*** Passage shown ***

Who is responsible when personal data is sent via un-encrypted connections?

According to the Danish Data Protection Agency, no data controller should request data subjects to send sensitive or confidential personal data via an unencrypted internet connection.



All data controllers are subject to the principle of accountability in art. 5 of the GDPR, which requires them to ensure that personal data is processed in a manner that warrants appropriate security.

In practice, this means, that a data controller prior to processing personal data must carry out a risk assessment and implement appropriate security measures corresponding to the identified risk(s).

In 2018, the Danish Data Protection Agency, Datatilsynet, issued a statement on encryption requirements (in Danish only), as Datatilsynet was of the opinion that email correspondence including sensitive or confidential information had to be encrypted, in order to ensure appropriate security. In its guideline, Datatilsynet listed different appropriate encryption methods and stated: When an email is sent from the data controller, the data controller is responsible for the secure transmission to the recipient's mail server.

Datatilsynet has now published a new statement (in Danish only), in which Datatilsynet makes it clear, that the obligation (as a data controller under Danish jurisdiction) to ensure appropriate security is advanced if the data controller has requested a data subject to send information to the data controller, i.e. the obligation to ensure security applies not only from the point in time the data controller receives the data, but from the point in time the data subject sends the requested information to the controller.

There are only two exceptions to the advanced security measure; unrequested personal data provided by data subjects, or in case a data subject actively chooses not to make use of a secure transmission solution.

*** End of Passage shown ***
*** Given data ***

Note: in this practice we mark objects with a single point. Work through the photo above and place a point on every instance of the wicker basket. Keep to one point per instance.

*** End of Given data ***

▶ [Task 1] According to the passage on unencrypted connections, in what year did Datatilsynet issue its statement on encryption requirements?
▶ [Task 2] From the passage on unencrypted connections, extract the part that starts at the words "Datatilsynet has now" and ends after the words "to the controller.".

▶ [Written answer 1] 2018

▶ [Written answer 2]
Datatilsynet has now published a new statement (in Danish only), in which Datatilsynet makes it clear, that the obligation (as a data controller under Danish jurisdiction) to ensure appropriate security is advanced if the data controller has requested a data subject to send information to the data controller, i.e. the obligation to ensure security applies not only from the point in time the data controller receives the data, but from the point in time the data subject sends the requested information to the controller.